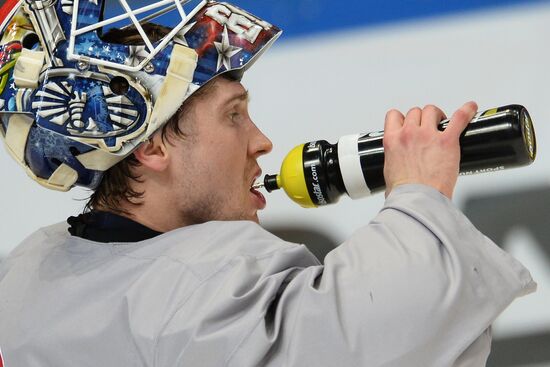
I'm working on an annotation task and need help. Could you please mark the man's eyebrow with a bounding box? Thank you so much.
[224,90,250,105]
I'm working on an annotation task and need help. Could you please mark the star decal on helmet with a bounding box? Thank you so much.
[214,26,242,70]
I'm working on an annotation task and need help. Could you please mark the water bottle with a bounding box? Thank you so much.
[254,105,536,208]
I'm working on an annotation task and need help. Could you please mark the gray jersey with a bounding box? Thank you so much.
[0,185,536,367]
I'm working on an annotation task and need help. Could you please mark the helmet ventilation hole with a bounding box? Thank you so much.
[21,33,40,50]
[69,147,80,157]
[109,76,130,96]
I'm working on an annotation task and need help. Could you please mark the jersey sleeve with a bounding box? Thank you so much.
[227,185,536,367]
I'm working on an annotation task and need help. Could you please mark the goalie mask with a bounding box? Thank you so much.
[0,0,281,191]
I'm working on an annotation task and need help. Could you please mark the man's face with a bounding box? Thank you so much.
[168,78,272,224]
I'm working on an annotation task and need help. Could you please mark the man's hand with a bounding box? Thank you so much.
[384,102,477,199]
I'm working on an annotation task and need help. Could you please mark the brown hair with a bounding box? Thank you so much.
[84,23,216,215]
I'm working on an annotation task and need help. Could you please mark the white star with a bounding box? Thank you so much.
[214,26,242,71]
[126,46,149,66]
[174,22,197,47]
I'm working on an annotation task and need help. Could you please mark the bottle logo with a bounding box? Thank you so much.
[310,165,327,206]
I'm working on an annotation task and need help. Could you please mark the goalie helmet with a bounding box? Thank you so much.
[0,0,281,191]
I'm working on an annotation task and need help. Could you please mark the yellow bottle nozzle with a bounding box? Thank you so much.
[264,144,317,208]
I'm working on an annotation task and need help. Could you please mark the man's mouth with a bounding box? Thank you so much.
[250,170,266,210]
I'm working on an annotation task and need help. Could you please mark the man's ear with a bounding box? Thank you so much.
[133,134,169,172]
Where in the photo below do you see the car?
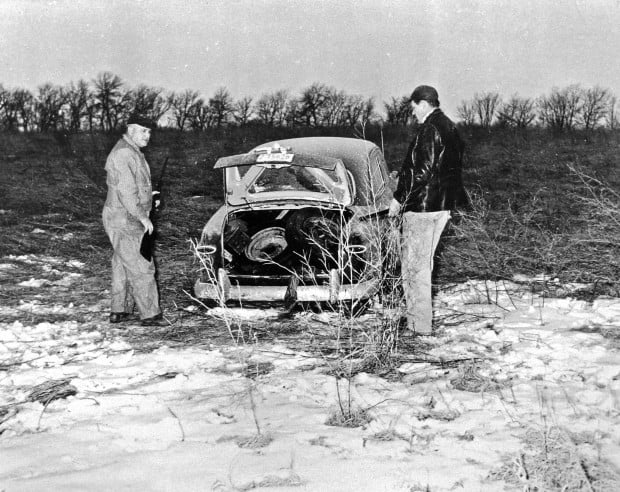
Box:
[194,137,393,306]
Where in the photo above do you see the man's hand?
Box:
[140,217,153,234]
[388,198,400,217]
[151,191,161,210]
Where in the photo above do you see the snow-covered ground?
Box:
[0,256,620,492]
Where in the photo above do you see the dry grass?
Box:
[489,426,620,492]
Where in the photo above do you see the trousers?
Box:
[103,214,161,319]
[401,210,450,334]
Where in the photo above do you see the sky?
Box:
[0,0,620,115]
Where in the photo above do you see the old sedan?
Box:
[194,137,392,305]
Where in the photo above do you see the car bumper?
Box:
[194,269,379,303]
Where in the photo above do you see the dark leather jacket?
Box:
[394,108,467,212]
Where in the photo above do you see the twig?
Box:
[167,407,185,442]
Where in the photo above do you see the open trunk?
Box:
[222,207,367,285]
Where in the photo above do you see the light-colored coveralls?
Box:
[102,135,161,319]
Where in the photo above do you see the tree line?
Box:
[457,84,618,131]
[0,72,618,132]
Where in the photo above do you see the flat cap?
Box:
[411,85,439,106]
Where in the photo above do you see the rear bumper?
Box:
[194,268,379,303]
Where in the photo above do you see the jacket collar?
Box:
[422,108,441,123]
[123,135,142,153]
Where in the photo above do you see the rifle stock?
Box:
[140,156,170,261]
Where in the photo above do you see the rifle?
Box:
[140,156,170,261]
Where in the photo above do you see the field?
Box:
[0,127,620,492]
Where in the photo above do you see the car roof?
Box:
[252,137,387,205]
[252,137,378,175]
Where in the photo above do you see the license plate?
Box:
[256,153,295,163]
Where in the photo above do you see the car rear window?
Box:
[248,166,340,193]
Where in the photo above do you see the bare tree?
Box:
[233,96,254,126]
[497,94,536,128]
[383,96,413,125]
[537,84,582,131]
[581,86,611,130]
[187,99,214,131]
[209,87,233,128]
[128,85,171,122]
[168,89,200,130]
[254,90,288,126]
[320,87,347,126]
[93,72,128,131]
[473,92,501,128]
[299,82,329,126]
[65,80,94,132]
[35,83,67,132]
[605,96,618,130]
[3,89,36,132]
[456,101,476,126]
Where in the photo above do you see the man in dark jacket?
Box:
[389,85,466,334]
[390,85,466,216]
[102,116,167,326]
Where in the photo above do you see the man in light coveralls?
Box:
[102,115,167,326]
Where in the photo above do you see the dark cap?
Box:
[127,113,157,130]
[411,85,439,106]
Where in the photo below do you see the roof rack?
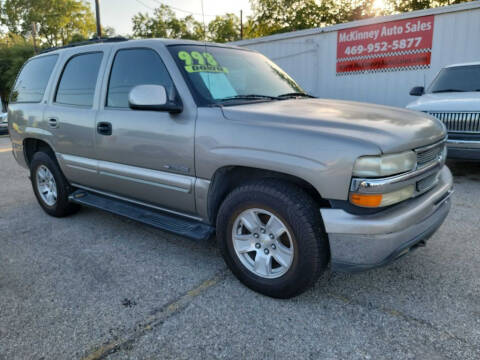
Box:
[40,36,128,54]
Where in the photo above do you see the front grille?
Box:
[428,112,480,133]
[416,142,445,167]
[417,174,438,193]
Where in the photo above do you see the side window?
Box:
[10,55,58,103]
[106,49,173,108]
[55,53,103,106]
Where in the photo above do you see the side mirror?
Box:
[128,85,183,113]
[410,86,425,96]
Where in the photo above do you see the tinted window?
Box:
[55,53,103,106]
[107,49,173,108]
[168,45,303,105]
[429,65,480,93]
[10,55,58,103]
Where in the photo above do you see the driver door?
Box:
[95,48,195,213]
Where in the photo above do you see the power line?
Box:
[148,0,217,17]
[136,0,155,10]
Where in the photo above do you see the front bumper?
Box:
[447,139,480,160]
[320,166,453,272]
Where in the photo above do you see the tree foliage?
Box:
[1,0,95,46]
[132,4,204,40]
[208,13,240,43]
[0,34,33,104]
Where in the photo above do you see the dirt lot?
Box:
[0,137,480,360]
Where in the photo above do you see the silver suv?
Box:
[8,39,452,298]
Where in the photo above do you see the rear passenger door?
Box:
[45,51,104,186]
[96,47,196,213]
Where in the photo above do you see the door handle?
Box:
[48,118,58,128]
[97,122,112,135]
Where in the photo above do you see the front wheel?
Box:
[30,151,79,217]
[217,180,329,298]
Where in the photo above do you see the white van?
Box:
[407,62,480,160]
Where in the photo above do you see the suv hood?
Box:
[223,99,446,153]
[407,91,480,111]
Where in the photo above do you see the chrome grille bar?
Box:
[428,111,480,133]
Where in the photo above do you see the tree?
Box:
[132,4,204,40]
[208,13,240,43]
[1,0,95,46]
[247,0,335,36]
[0,34,33,104]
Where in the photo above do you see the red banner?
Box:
[337,16,434,75]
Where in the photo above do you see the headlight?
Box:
[353,151,417,177]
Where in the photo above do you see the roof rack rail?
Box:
[40,36,128,54]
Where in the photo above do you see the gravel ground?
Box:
[0,137,480,360]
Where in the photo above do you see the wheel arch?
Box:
[207,166,330,224]
[23,138,57,167]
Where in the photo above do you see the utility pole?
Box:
[95,0,102,39]
[32,22,37,54]
[240,10,243,40]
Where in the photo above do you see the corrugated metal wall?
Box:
[235,1,480,107]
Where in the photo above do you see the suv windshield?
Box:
[168,45,308,105]
[428,65,480,93]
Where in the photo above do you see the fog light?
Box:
[350,185,415,208]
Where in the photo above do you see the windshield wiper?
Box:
[278,92,315,99]
[432,89,465,94]
[218,94,278,101]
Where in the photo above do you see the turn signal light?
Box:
[350,194,383,207]
[350,185,415,207]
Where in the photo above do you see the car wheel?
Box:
[217,180,329,298]
[30,151,79,217]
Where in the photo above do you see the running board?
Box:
[69,190,215,240]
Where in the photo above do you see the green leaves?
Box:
[0,0,95,46]
[0,35,33,104]
[132,4,204,40]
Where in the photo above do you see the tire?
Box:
[30,151,80,217]
[217,179,329,299]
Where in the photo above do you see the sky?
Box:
[86,0,251,35]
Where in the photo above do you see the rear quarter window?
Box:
[10,55,58,103]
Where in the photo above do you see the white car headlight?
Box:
[353,151,417,177]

• [What is asked]: Reproduce the text of every item above verbatim, omitting the pictures.

• [Full answer]:
I'm working on an annotation task and need help. Could you please mark the man's eyebrow with a bounding box? Thank you so much.
[224,90,250,105]
I'm working on an annotation task and need help. Could you please mark the star decal on helmet with a bounding box? Thank you so much.
[214,26,242,70]
I'm working on an annotation task and need help. Could you please mark the water bottle with a bounding box? Thank you so much.
[254,105,536,208]
I'm working on an annotation task and need help. Could you please mark the gray jersey with a bounding box? Thank you so much.
[0,185,536,367]
I'm working on an annotation task and need help. Could you please mark the helmet ventilation hole with a bounding box? Thank you so much.
[21,33,40,50]
[69,147,80,157]
[109,76,130,96]
I'm working on an annotation task and need help. Could you please mark the jersey sleeve with a bounding box? Thank you so much.
[227,185,536,367]
I'm working on an annotation task and need help. Could you please mark the goalie mask with a bounding box? Thank you so much.
[0,0,281,191]
I'm working on an annotation task and need help. Could you please mark the man's face with a bounding box? Thank you so much.
[168,78,272,224]
I'm working on an annotation task and need help. Could you please mark the man's hand with a bounding box? Thank you so much.
[384,102,477,199]
I'm working on an annotation task and need help. Could you please mark the brown hair with a bounding box? Thank you so much.
[84,23,216,215]
I'm working on an annotation task and need help. Could you please mark the white star with a bounding box? Thank you so much.
[214,26,242,71]
[126,46,149,66]
[174,22,197,47]
I'm working on an annotation task and need help. Could you please mark the bottle logo with a bounding box? Thank you so much.
[310,165,327,206]
I'm working on an annotation task and need help. Could you please mark the goalie helmet with a bounding box? Thank you so much.
[0,0,281,191]
I'm working on an annotation task and need help. Could you please mark the yellow bottle nozzle with a bounding box? Thank you so much.
[264,144,317,208]
I'm working on an annotation task and need help. Could you please mark the man's mouth with a bounding box? Thank you so much.
[250,170,266,210]
I'm working on an annotation task and need help. Could you please mark the man's ear with a bounding box? Thank you so much.
[133,134,169,172]
Where in the photo below do you see the car?
Box:
[194,137,393,306]
Where in the photo above do you see the man's hand?
Box:
[140,217,153,234]
[388,198,400,217]
[151,191,161,210]
Where in the photo above do you see the snow-covered ground?
Box:
[0,256,620,492]
Where in the photo above do you see the dry grass?
Box:
[489,426,620,492]
Where in the photo above do you see the trousers?
Box:
[103,214,161,319]
[401,210,450,334]
Where in the photo above do you see the sky?
Box:
[0,0,620,115]
Where in the photo above do you see the old sedan?
Box:
[194,137,392,305]
Where in the photo above do you see the car bumper?
Box:
[194,269,379,303]
Where in the photo above do you see the dark leather jacket?
Box:
[394,108,467,212]
Where in the photo above do you see the twig?
Box:
[167,407,185,442]
Where in the photo above do you see the open trunk?
Box:
[222,207,367,285]
Where in the photo above do you see the light-colored coveralls?
Box:
[102,135,161,319]
Where in the photo above do you see the tree line?
Box:
[457,84,618,131]
[0,72,618,132]
Where in the photo above do you see the flat cap?
Box:
[411,85,439,106]
Where in the photo above do you see the rear bumper?
Box:
[194,268,379,303]
Where in the photo above do you see the jacket collar?
Box:
[422,108,441,123]
[123,135,142,153]
Where in the photo above do you see the rifle stock?
Box:
[140,156,170,261]
Where in the photo above do you see the rifle?
Box:
[140,156,170,261]
Where in the photo above do you see the field?
Box:
[0,127,620,492]
Where in the photo above do you see the car roof?
Box:
[252,137,387,205]
[252,137,378,175]
Where in the photo above do you see the license plate?
Box:
[256,153,295,163]
Where in the photo above do you see the car rear window?
Box:
[248,166,340,193]
Where in the photo above do you see the bare tree?
Box:
[233,96,254,126]
[497,94,536,128]
[383,96,413,125]
[537,84,582,131]
[581,86,611,130]
[187,99,214,131]
[209,87,233,128]
[128,85,171,122]
[168,89,200,130]
[254,90,288,126]
[320,87,347,126]
[93,72,128,131]
[473,92,501,128]
[299,82,329,126]
[65,80,94,132]
[35,83,67,132]
[605,96,618,130]
[3,89,36,132]
[456,101,476,126]
Where in the photo above do you see the man in dark jacket?
Box:
[389,85,466,334]
[390,85,466,216]
[102,116,167,326]
Where in the photo above do you see the man in light coveralls?
Box:
[102,115,167,326]
Where in the photo above do you see the dark cap?
Box:
[127,113,157,130]
[411,85,439,106]
Where in the photo below do you see the roof rack?
Box:
[40,36,128,54]
Where in the photo above do you see the front grille?
Box:
[428,112,480,133]
[416,142,445,167]
[417,174,438,193]
Where in the photo above do you see the side window?
Box:
[10,55,58,103]
[106,49,173,108]
[55,53,103,106]
Where in the photo above do you see the side mirror?
Box:
[128,85,183,113]
[410,86,425,96]
Where in the photo above do you see the tinted window?
Box:
[55,53,103,106]
[107,49,173,108]
[168,45,303,105]
[429,65,480,93]
[10,55,58,103]
Where in the photo above do you see the driver door?
Box:
[95,48,195,213]
Where in the photo above do you see the power line?
Box:
[148,0,217,17]
[136,0,155,10]
Where in the photo above do you see the front bumper?
Box:
[447,139,480,160]
[320,166,453,272]
Where in the photo above do you see the tree foliage?
Box:
[1,0,95,46]
[132,4,204,40]
[208,13,240,43]
[0,34,33,104]
Where in the photo above do you see the dirt lot?
Box:
[0,137,480,360]
Where in the photo above do you see the silver suv?
Box:
[8,39,452,298]
Where in the photo above do you see the rear passenger door?
Box:
[45,51,104,186]
[96,47,196,213]
Where in the photo above do you see the door handle?
Box:
[48,118,58,128]
[97,122,112,135]
Where in the photo above do you see the front wheel?
Box:
[30,151,79,217]
[217,180,329,298]
Where in the photo above do you see the white van?
Box:
[407,62,480,160]
Where in the photo above do you see the suv hood?
Box:
[223,99,446,153]
[407,91,480,111]
Where in the photo above do you see the chrome grille bar?
Box:
[428,111,480,133]
Where in the photo above do you see the tree?
Box:
[132,4,204,40]
[208,13,240,43]
[1,0,95,46]
[247,0,335,36]
[0,34,33,104]
Where in the photo above do you see the red banner?
Box:
[337,16,434,75]
Where in the photo above do you see the headlight?
Box:
[353,151,417,177]
Where in the photo above do you see the roof rack rail?
Box:
[40,36,128,54]
Where in the photo above do you see the gravel ground?
Box:
[0,137,480,360]
Where in the photo above do you see the wheel arch?
Box:
[207,166,330,224]
[23,138,57,167]
Where in the photo above do you see the utility pole?
Box:
[95,0,102,39]
[32,22,37,54]
[240,10,243,40]
Where in the photo above do you see the corrugated metal wall?
Box:
[235,1,480,107]
Where in the photo above do you see the suv windshield?
Box:
[168,45,308,105]
[428,65,480,93]
Where in the photo above do you see the fog light?
Box:
[350,185,415,208]
Where in the photo above do you see the windshield wiper?
Box:
[278,92,315,99]
[432,89,465,94]
[218,94,278,101]
Where in the photo above do you see the turn signal light?
Box:
[350,194,383,207]
[350,185,415,207]
Where in the photo above do you see the car wheel?
Box:
[217,180,329,298]
[30,151,79,217]
Where in the photo above do you see the running board?
Box:
[69,190,215,240]
Where in the photo above do you see the green leaves?
Box:
[0,0,95,46]
[0,35,33,104]
[132,4,204,40]
Where in the photo above do you see the tire?
Box:
[30,151,80,217]
[217,179,329,299]
Where in the photo above do you see the sky?
Box:
[86,0,251,35]
Where in the photo above do you see the rear quarter window?
Box:
[10,55,58,103]
Where in the photo above do you see the white car headlight?
Box:
[353,151,417,177]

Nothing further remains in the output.